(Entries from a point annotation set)
>> start

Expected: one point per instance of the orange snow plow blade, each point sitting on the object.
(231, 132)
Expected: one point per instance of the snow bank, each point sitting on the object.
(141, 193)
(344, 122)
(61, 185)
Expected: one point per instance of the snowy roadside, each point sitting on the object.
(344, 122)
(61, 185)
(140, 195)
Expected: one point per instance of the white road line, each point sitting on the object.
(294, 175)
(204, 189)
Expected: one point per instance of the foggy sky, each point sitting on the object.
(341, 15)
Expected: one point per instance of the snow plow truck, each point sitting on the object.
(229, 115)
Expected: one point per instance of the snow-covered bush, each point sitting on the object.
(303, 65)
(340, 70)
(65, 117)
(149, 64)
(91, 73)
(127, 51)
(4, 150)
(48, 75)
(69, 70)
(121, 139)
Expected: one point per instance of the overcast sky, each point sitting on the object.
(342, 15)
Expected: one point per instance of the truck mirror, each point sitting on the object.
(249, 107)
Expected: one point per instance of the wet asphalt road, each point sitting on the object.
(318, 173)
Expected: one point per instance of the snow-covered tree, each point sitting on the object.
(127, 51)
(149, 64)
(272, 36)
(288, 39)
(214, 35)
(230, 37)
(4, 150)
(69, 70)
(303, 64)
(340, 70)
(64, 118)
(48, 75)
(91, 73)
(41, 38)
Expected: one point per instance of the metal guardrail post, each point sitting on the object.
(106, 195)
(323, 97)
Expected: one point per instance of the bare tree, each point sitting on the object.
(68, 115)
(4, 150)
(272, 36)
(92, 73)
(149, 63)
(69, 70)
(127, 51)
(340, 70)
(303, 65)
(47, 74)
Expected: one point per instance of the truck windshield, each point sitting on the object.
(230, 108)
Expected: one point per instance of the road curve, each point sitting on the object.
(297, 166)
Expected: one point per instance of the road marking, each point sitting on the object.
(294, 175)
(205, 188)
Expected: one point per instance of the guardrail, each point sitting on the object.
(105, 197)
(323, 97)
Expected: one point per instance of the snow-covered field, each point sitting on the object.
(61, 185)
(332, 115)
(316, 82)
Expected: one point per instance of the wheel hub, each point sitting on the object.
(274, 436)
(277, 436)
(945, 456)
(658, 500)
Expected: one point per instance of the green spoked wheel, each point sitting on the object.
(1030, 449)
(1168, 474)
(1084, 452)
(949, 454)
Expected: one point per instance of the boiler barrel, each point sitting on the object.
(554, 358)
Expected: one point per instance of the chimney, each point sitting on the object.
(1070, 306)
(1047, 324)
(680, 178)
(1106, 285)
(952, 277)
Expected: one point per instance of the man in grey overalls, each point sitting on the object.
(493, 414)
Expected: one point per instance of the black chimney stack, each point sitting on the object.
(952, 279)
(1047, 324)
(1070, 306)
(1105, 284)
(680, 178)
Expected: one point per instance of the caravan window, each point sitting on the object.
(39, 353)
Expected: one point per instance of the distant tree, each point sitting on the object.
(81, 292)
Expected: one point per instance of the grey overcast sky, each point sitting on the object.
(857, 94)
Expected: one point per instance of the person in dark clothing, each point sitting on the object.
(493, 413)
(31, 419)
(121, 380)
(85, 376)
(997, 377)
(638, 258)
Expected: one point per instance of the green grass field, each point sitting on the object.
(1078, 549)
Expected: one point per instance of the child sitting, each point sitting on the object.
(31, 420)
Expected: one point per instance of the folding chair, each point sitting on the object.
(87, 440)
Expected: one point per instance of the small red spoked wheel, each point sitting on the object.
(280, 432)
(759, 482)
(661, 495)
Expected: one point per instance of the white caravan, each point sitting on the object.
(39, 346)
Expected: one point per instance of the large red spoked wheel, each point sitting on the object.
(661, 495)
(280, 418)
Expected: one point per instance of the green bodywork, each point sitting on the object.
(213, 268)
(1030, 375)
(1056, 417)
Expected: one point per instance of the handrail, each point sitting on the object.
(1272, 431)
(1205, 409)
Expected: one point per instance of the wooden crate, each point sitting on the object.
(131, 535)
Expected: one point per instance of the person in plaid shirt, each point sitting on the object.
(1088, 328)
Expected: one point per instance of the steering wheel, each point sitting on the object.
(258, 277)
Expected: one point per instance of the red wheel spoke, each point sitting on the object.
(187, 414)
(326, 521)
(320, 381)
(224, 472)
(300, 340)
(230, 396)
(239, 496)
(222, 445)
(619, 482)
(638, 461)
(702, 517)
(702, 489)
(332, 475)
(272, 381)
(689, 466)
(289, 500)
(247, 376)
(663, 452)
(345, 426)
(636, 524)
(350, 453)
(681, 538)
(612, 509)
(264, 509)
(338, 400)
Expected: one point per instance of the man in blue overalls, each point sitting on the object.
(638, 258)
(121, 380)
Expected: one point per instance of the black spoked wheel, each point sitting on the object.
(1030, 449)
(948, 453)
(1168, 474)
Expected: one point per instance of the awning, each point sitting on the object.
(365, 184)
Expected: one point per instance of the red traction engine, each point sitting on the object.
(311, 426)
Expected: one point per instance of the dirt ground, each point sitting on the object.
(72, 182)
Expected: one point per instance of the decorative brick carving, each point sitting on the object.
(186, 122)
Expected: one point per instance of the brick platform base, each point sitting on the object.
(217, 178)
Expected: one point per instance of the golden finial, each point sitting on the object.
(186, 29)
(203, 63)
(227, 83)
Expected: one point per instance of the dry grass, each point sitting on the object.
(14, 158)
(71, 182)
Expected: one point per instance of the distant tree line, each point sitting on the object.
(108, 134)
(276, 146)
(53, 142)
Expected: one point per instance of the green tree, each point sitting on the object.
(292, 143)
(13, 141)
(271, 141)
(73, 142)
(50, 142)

>> end

**What to work on:** Reproduce the records in full, exactly as written.

**Answer to the exercise:**
Expected: one point per instance of the orange snow plow blade, each point sitting on the object.
(231, 132)
Expected: one point per instance of the snow bank, each point sitting on the object.
(141, 193)
(344, 122)
(61, 185)
Expected: one point per instance of the snowy roadside, each point sitting on the object.
(344, 122)
(61, 185)
(140, 195)
Expected: one point per instance of the white road line, each point sitting on the object.
(294, 175)
(204, 189)
Expected: one point per instance of the foggy sky, each point sitting on the object.
(341, 15)
Expected: one point per instance of the snow plow truck, each point sitting on the object.
(229, 115)
Expected: one point per instance of the snow-covered bush, each point sitting on the object.
(303, 65)
(340, 70)
(65, 117)
(149, 64)
(91, 73)
(127, 51)
(4, 150)
(48, 75)
(69, 70)
(121, 139)
Expected: one point per instance of the overcast sky, each point sitting on the object.
(342, 15)
Expected: one point per instance of the truck mirror, each point sitting on the object.
(249, 107)
Expected: one point per instance of the wet asphalt road, each point sitting on the object.
(318, 173)
Expected: one point per instance of the snow-covered tree, each point sitting on the object.
(127, 51)
(149, 64)
(272, 36)
(288, 39)
(214, 35)
(230, 37)
(4, 150)
(69, 70)
(303, 64)
(340, 70)
(64, 118)
(48, 75)
(91, 73)
(41, 38)
Expected: one point per instance of the metal guardrail post, each point sitting on the object.
(106, 195)
(323, 97)
Expected: one point per instance of the bare tree, each point sitting on the object.
(68, 115)
(4, 150)
(272, 36)
(92, 73)
(149, 63)
(69, 70)
(127, 51)
(340, 70)
(303, 65)
(47, 74)
Expected: one point per instance of the truck windshield, each point sitting on the object.
(230, 108)
Expected: one point per instance of the road curve, each point sitting on the object.
(297, 166)
Expected: one point per instance of the road marking, each point sitting on the object.
(294, 175)
(205, 188)
Expected: one point per instance of the guardrail, each point sitting on the object.
(105, 197)
(323, 97)
Expected: one point per instance of the snow-covered field, each point sitting on the object.
(61, 185)
(332, 115)
(316, 82)
Expected: one point per instance of the wheel hub, each point sitting on the object.
(274, 436)
(277, 436)
(945, 456)
(658, 500)
Expected: one point per instance of the green spoked wheel, each point sitting on the object.
(1030, 449)
(1168, 474)
(1084, 452)
(949, 454)
Expected: one point per instance of the boiler barrel, each point sitting on the object.
(554, 358)
Expected: one point per instance of the chimney, each point sitting on the object.
(1070, 306)
(1047, 324)
(680, 178)
(1106, 285)
(952, 277)
Expected: one point per instance of the man in grey overalls, each point sitting on the object.
(493, 414)
Expected: one point per instance of the black chimney stack, each point sitting on the object.
(952, 279)
(1047, 324)
(1070, 306)
(1105, 284)
(680, 178)
Expected: one point per instance of the caravan window, each point sitting on the object.
(39, 353)
Expected: one point per instance of the distant tree, each point sitting on the object.
(81, 292)
Expected: one point per instance of the grey overcast sky, each point sitting on the object.
(857, 94)
Expected: one point per instance of the person in dark clothing, each point sitting on the object.
(493, 413)
(31, 419)
(121, 380)
(85, 376)
(997, 377)
(638, 258)
Expected: one point per instance of the green grass field, each point sitting on the object.
(1078, 549)
Expected: one point per instance of the child sitting, each point sitting on the object.
(31, 420)
Expected: one point per instance of the folding chair, each point sitting on the object.
(87, 440)
Expected: one point per instance of the small red spoked wheel, each point sitting on the object.
(280, 432)
(759, 482)
(661, 495)
Expected: one point per instance of the white caravan, each point sitting on the object.
(39, 346)
Expected: one point per instance of the large red spoked wheel, each point sitting on the object.
(661, 495)
(280, 418)
Expected: one point per instance of the green bodywork, each point sitting on the object.
(213, 268)
(1030, 375)
(1056, 417)
Expected: one point per instance of the handrail, each point sitting on the object.
(1272, 431)
(1205, 409)
Expected: one point per instance of the wooden crate, each point sitting on the object.
(131, 535)
Expected: one point per instance of the person in plaid shirt, each point sitting on the object.
(1088, 328)
Expected: one point per instance of the steering wheel, each point sitting on the object.
(258, 277)
Expected: one point per instance of the red wheel spoke, each point sitting on the object.
(187, 414)
(326, 521)
(320, 381)
(224, 472)
(300, 340)
(230, 396)
(239, 496)
(222, 445)
(619, 482)
(638, 461)
(702, 517)
(702, 489)
(332, 475)
(272, 381)
(689, 466)
(289, 500)
(247, 376)
(663, 452)
(345, 426)
(636, 524)
(350, 453)
(681, 538)
(612, 509)
(264, 509)
(338, 400)
Expected: one point per instance of the man in blue overalls, each point sitting on the object.
(638, 258)
(121, 380)
Expected: one point per instance of the black spoked wheel, each point sitting on the object.
(1030, 449)
(948, 453)
(1168, 474)
Expected: one point per instance of the awning, each point sitting on the object.
(365, 184)
Expected: one point per instance of the red traction engine, each point sitting on the object.
(311, 426)
Expected: one point per instance of the dirt ground, each point sitting on the object.
(72, 182)
Expected: one point per instance of the decorative brick carving, each point sitting on the object.
(186, 122)
Expected: one point per instance of the brick platform base, each point sitting on the object.
(217, 178)
Expected: one point per instance of the golden finial, each point sitting on the object.
(186, 29)
(203, 63)
(227, 83)
Expected: one point per instance of the dry grass, each point sitting on the object.
(14, 158)
(71, 182)
Expected: one point per instance of the distant tree line, each point sitting on the object.
(108, 134)
(276, 146)
(53, 142)
Expected: one point per instance of the green tree, each point sitting on the object.
(292, 143)
(13, 141)
(271, 141)
(73, 142)
(50, 142)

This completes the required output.